You are viewing a plain text version of this content. The canonical link for it is here.
Posted to users@kafka.apache.org by Puneet Mehta <me...@gmail.com> on 2015/02/28 01:13:09 UTC

Question on ISR inclusion & leader election for failed replica on catchup

Hi Gang,

I am testing some of the durability guarantees given by Kafka 8.2.1 which
involve min in-sync replicas and disabling unclean leader election.

My question is: *When will the failed replica after successfully coming up
will be included back in ISR? Is this governed by replica.lag.max.messages
property or will it have to completely catch up with the leader to be back
in ISR?*

Alternately, In more detail, Will we loose a committed write in the
following theoretical setup:

   - Single topic
   - 3 Kafka Brokers K1, K2, K3
   - Replication : 3
   - Minimum In-Sync Replica : 2
   - Acks : -1
   - Compression : Gzip
   - Producer type : Async
   - Batch size : 16000
   - replica.lag.max.messages : 4000

There are 3 batches of data to be sent. Producer will retry if the batch of
data fails on error callback.

Batch 1 : Leader : K1 ; ISR : K1, K2, K3   Result: Data committed
Batch 2 : Leader : K1 ; ISR : K1, K2 ( K3 crashed)  Result: Data committed
Batch 3 : Leader : K1 ; ISR : K1 (K2 crashed)  Result: Data uncommitted due
to min in-sync replica violation.

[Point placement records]
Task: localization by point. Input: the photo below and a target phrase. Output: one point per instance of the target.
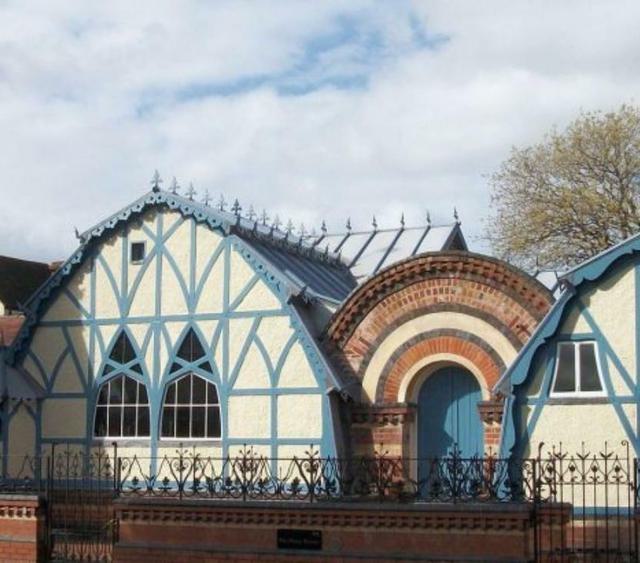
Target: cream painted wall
(433, 321)
(574, 425)
(276, 346)
(22, 442)
(295, 416)
(249, 416)
(611, 304)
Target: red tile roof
(9, 328)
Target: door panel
(448, 414)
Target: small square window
(137, 252)
(577, 370)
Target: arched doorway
(448, 415)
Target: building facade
(574, 387)
(178, 325)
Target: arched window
(122, 407)
(191, 409)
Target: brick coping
(432, 507)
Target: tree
(575, 194)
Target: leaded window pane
(130, 391)
(171, 394)
(182, 422)
(191, 348)
(115, 421)
(168, 422)
(100, 423)
(589, 378)
(143, 399)
(129, 421)
(199, 395)
(115, 390)
(143, 422)
(196, 414)
(123, 351)
(122, 409)
(566, 369)
(198, 422)
(103, 396)
(213, 422)
(184, 390)
(212, 394)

Request 1:
In the Kafka mailing-list post, what caused Batch 3 to remain uncommitted?
Request 2:
Carry on writing the Kafka mailing-list post from its last line.
These records have no connection to the Kafka mailing-list post.

Task result 1:
A min in-sync replica violation, since only K1 was left in the ISR after K2 crashed.

Task result 2:
K3 wakes up, Starts catching up with current leader. It doesn't have batch
2 data. At this point, broker K1 crashes and K3 has about 2K messages less
than K1.

Will K3 be elected the leader at this point as it's within 4K messages to
be in ISR? If true, this probably will lead to committed data loss despite
disabling the unclean leader election, if I am not wrong here?


Thanks,
Puneet Mehta

Re: Question on ISR inclusion & leader election for failed replica on catchup

Posted by Jun Rao <ju...@confluent.io>.
When K1 crashes before K3 fully catches up, by default, Kafka allows K3 to
become the new leader. In this case, data in batch 2 will be lost. Our
default behavior favors availability over consistency. If you prefer
consistency, you can set unclean.leader.election.enable to false on the
broker. With this setting, Kafka will not select K3 as the new leader and
instead, will wait for K1 to come back.

Thanks,

Jun

On Fri, Feb 27, 2015 at 4:13 PM, Puneet Mehta <me...@gmail.com> wrote:

> Hi Gang,
>
> I am testing some of the durability guarantees given by Kafka 8.2.1 which
> involve min in-sync replicas and disabling unclean leader election.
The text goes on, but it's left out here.